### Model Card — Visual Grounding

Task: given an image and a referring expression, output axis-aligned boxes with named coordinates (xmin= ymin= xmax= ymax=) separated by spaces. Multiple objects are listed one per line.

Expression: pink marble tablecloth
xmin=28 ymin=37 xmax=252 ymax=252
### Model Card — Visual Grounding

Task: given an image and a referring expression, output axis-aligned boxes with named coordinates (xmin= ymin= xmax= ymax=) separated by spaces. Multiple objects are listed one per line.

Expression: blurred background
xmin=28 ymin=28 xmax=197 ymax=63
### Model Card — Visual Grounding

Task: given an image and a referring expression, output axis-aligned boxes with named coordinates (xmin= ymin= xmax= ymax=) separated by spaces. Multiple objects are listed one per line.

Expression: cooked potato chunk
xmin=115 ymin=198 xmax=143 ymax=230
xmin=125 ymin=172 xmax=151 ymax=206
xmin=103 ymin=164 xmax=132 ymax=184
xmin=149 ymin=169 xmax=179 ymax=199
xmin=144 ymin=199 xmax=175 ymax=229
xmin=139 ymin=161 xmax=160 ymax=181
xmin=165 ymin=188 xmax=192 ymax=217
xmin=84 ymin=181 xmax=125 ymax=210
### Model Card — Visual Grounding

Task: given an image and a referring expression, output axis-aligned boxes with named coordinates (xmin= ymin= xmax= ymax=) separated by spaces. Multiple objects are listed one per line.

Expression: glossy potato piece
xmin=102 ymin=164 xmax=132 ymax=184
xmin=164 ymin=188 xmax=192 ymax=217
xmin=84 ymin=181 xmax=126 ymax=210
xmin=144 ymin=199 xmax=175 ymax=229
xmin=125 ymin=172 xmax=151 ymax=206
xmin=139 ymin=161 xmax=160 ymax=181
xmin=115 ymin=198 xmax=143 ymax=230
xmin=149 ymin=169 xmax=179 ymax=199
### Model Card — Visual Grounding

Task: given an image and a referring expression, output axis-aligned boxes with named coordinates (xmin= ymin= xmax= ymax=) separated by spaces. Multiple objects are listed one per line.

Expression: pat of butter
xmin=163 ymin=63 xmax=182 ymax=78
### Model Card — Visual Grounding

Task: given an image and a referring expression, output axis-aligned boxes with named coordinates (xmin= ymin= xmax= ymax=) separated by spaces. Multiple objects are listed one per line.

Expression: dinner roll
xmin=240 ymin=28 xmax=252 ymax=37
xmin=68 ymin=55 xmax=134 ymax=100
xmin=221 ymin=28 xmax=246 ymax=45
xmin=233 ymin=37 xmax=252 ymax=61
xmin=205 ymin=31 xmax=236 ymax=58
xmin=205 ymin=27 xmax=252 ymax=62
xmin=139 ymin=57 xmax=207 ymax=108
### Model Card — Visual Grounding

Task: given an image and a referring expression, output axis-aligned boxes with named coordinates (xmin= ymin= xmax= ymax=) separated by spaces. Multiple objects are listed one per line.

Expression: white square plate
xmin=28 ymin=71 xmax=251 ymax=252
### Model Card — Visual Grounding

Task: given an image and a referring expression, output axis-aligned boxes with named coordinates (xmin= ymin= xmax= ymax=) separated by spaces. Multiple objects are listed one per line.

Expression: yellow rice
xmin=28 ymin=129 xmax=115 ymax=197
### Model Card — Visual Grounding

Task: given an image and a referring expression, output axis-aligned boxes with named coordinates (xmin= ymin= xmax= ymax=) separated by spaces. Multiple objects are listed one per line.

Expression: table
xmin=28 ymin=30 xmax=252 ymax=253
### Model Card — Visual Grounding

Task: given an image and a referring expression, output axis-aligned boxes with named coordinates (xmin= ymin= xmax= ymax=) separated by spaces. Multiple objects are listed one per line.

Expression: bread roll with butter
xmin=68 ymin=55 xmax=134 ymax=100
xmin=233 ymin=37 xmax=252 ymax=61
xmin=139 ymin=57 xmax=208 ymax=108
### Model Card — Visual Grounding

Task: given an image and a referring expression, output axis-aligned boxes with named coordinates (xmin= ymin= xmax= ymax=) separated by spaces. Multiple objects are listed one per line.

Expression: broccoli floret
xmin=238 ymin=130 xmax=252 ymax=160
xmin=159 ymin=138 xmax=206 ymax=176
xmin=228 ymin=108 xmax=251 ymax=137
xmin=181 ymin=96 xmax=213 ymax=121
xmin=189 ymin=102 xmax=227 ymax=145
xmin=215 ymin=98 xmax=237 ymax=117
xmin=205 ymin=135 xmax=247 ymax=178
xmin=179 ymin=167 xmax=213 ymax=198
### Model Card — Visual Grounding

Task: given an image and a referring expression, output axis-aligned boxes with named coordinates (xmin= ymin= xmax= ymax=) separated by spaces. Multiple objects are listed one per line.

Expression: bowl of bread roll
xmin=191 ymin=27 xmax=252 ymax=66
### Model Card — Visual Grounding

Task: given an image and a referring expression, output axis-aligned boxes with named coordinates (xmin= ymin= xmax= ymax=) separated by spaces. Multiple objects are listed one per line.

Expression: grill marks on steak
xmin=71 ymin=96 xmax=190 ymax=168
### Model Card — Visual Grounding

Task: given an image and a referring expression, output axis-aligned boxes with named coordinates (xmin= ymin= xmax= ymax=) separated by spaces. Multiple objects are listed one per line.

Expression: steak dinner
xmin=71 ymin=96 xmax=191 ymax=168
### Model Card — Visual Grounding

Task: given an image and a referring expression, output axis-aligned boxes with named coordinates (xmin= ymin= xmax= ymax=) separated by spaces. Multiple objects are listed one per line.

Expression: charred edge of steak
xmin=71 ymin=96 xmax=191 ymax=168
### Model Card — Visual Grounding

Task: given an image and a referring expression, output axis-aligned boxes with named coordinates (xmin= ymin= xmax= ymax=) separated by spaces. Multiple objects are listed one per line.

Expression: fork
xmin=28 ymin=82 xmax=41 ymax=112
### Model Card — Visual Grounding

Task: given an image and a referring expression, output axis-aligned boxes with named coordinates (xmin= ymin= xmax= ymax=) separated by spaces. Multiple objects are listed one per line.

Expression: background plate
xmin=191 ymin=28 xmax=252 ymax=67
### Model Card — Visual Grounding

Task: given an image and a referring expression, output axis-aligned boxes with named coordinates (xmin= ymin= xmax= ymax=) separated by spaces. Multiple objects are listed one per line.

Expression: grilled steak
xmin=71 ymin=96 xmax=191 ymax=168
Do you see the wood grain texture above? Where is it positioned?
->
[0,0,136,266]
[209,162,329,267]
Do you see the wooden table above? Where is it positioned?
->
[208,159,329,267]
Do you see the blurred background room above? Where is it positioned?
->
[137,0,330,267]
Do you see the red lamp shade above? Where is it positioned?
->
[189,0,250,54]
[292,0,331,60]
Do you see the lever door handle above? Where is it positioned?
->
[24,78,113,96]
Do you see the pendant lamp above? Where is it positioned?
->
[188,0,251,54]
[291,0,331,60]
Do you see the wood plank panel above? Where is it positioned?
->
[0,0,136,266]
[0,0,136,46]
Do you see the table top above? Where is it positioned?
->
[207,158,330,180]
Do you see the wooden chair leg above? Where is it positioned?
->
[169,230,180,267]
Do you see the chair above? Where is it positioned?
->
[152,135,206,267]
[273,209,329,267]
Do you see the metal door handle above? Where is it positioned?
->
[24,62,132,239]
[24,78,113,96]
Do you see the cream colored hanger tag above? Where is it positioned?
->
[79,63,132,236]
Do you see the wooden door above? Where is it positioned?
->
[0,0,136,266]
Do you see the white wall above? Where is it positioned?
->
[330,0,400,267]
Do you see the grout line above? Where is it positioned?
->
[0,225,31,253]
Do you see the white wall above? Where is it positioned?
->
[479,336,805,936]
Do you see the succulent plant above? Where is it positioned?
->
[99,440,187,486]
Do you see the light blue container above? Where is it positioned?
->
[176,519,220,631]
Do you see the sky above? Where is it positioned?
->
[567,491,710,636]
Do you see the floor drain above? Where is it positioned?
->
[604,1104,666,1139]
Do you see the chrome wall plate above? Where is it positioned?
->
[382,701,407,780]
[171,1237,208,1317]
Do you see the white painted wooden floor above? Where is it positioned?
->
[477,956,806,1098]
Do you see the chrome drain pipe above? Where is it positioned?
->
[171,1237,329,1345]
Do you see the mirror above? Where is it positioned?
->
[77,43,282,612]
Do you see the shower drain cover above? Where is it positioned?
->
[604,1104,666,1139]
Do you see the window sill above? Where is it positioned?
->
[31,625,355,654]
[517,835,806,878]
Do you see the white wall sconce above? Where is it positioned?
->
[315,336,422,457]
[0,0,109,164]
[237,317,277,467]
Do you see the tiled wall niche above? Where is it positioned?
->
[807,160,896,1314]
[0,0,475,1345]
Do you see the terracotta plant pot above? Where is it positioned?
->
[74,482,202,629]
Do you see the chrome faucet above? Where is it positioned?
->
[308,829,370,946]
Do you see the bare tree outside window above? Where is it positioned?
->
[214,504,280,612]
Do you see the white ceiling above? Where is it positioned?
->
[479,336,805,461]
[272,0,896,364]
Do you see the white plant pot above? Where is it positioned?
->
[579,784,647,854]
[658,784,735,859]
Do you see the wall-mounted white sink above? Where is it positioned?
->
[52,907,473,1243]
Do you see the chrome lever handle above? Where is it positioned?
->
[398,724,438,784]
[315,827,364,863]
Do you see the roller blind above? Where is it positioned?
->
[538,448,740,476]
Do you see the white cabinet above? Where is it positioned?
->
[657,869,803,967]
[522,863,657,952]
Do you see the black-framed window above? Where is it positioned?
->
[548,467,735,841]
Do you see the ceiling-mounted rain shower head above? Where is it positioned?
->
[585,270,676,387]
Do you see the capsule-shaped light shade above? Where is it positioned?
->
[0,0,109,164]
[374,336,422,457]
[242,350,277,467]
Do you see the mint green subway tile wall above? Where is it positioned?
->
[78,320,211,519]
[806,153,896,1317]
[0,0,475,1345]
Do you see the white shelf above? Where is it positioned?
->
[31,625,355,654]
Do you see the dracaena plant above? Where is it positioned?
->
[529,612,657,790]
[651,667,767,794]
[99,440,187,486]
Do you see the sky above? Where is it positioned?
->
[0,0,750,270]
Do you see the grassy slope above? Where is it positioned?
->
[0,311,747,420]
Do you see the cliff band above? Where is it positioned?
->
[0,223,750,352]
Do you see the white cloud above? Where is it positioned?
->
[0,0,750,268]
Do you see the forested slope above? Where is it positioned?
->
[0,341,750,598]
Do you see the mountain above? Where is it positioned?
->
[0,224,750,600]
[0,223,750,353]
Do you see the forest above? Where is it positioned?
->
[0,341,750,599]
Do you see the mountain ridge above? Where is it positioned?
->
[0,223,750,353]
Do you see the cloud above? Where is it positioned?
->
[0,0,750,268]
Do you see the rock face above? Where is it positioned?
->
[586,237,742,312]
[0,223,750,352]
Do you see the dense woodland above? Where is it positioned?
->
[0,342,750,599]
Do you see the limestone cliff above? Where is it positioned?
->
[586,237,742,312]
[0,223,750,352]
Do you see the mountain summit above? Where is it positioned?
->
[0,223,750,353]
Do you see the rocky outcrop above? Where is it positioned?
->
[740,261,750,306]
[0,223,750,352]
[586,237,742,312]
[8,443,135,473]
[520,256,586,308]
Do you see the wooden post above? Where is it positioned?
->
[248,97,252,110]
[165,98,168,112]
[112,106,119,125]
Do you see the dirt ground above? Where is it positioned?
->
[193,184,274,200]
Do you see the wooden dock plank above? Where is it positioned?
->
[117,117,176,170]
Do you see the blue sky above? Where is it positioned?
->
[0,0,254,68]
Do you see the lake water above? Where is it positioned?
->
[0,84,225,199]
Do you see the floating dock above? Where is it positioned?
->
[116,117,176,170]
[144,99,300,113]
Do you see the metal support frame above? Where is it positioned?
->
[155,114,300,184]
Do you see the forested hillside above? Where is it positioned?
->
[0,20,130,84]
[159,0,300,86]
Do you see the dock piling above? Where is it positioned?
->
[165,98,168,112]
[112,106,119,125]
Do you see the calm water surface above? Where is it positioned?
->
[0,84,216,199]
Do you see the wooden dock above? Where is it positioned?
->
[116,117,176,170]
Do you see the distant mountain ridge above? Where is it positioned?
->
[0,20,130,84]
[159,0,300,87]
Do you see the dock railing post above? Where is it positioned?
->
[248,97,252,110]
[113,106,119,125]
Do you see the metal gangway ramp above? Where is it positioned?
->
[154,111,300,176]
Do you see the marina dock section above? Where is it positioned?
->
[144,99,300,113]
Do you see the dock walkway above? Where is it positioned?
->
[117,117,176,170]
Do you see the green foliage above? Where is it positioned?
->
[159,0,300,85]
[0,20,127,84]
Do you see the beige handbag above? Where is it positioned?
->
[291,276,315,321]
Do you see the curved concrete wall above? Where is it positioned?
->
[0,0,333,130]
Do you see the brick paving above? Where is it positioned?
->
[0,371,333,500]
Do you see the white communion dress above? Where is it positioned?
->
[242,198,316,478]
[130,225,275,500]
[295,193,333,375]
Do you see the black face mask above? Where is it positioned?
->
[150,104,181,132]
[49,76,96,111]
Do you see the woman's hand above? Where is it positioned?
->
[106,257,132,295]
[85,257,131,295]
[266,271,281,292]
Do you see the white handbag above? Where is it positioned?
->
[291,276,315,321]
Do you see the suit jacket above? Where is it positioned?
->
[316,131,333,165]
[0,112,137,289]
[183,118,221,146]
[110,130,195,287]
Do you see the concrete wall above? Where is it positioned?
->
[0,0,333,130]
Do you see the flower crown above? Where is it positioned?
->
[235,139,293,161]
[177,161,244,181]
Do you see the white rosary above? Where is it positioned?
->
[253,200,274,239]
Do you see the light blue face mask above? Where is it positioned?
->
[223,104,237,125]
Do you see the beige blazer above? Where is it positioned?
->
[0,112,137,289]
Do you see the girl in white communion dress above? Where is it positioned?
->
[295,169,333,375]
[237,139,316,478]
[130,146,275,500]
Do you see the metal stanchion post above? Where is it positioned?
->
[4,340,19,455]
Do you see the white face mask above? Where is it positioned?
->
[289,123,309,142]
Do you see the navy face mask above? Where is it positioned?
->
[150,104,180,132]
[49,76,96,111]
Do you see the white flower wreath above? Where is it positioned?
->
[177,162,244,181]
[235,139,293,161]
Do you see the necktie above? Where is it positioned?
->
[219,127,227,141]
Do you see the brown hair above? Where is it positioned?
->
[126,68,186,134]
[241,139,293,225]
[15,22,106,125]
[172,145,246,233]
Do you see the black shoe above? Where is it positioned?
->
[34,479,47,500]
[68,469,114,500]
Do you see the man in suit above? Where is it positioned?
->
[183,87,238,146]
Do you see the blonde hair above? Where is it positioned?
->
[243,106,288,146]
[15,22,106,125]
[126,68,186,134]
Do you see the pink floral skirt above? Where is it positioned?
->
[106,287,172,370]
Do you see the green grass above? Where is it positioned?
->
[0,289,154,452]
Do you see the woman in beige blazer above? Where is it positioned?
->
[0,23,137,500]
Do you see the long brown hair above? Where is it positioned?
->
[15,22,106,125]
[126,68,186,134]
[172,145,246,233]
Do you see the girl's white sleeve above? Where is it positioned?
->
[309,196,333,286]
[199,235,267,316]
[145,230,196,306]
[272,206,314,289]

********************

Write out the data again from the line with "Do you see the wooden door" up to and including the line with "[52,907,473,1243]", keeping every line and shifting each box coordinate in the answers up by 55.

**ANSWER TO THE EXERCISE**
Do you see the wooden door above? Where is it positioned?
->
[55,55,191,321]
Do you see the white wall above? Where is it positioned?
->
[385,55,455,322]
Do you see the grout line above? Where is it positioned?
->
[55,280,86,308]
Do you see the white wall above? Where is it positioned?
->
[534,391,860,991]
Do you see the succulent plant above? Where is it positioned?
->
[154,495,242,541]
Do you see the light blue container above? Where is it positioned?
->
[231,574,275,686]
Do you see the sky above? Where is it positioned?
->
[622,546,765,691]
Do you see the floor drain above? Where is it positioned?
->
[659,1159,721,1194]
Do you see the chrome wall plate above? Where is it positioned?
->
[437,756,462,835]
[226,1292,263,1372]
Do you see the white painted wooden floor above? Where is it positioned?
->
[532,1011,861,1153]
Do you see the chrome drain pipe above? Where is it positioned?
->
[226,1292,384,1400]
Do you see the mirror above? Where is it positioned?
->
[132,98,337,667]
Do you see the shower drain cover above? Where is it positioned?
->
[659,1159,721,1194]
Do you see the window sill above? Where is it positioned?
->
[86,680,410,709]
[572,890,861,933]
Do you see the white wall sconce above? Where is it positioned?
->
[370,391,477,512]
[55,55,164,219]
[292,372,332,522]
Do you see the tiled wall niche above? Where is it positioned?
->
[862,215,951,1369]
[55,55,530,1400]
Do you see the terracotta plant pot above? Where is it positioned?
->
[129,537,257,684]
Do you see the chrome faucet above? Where is it positioned?
->
[363,884,425,1001]
Do you see the bare tree outside window above? Where is it positioned?
->
[269,559,335,667]
Do you see the white ceiling above? Where is it positioned?
->
[534,391,860,516]
[327,55,951,419]
Do you see the white plant pot above? Where is it positioned?
->
[634,839,702,909]
[713,839,790,914]
Do you see the wall-mounted white sink above? Where is it positioned?
->
[107,962,528,1298]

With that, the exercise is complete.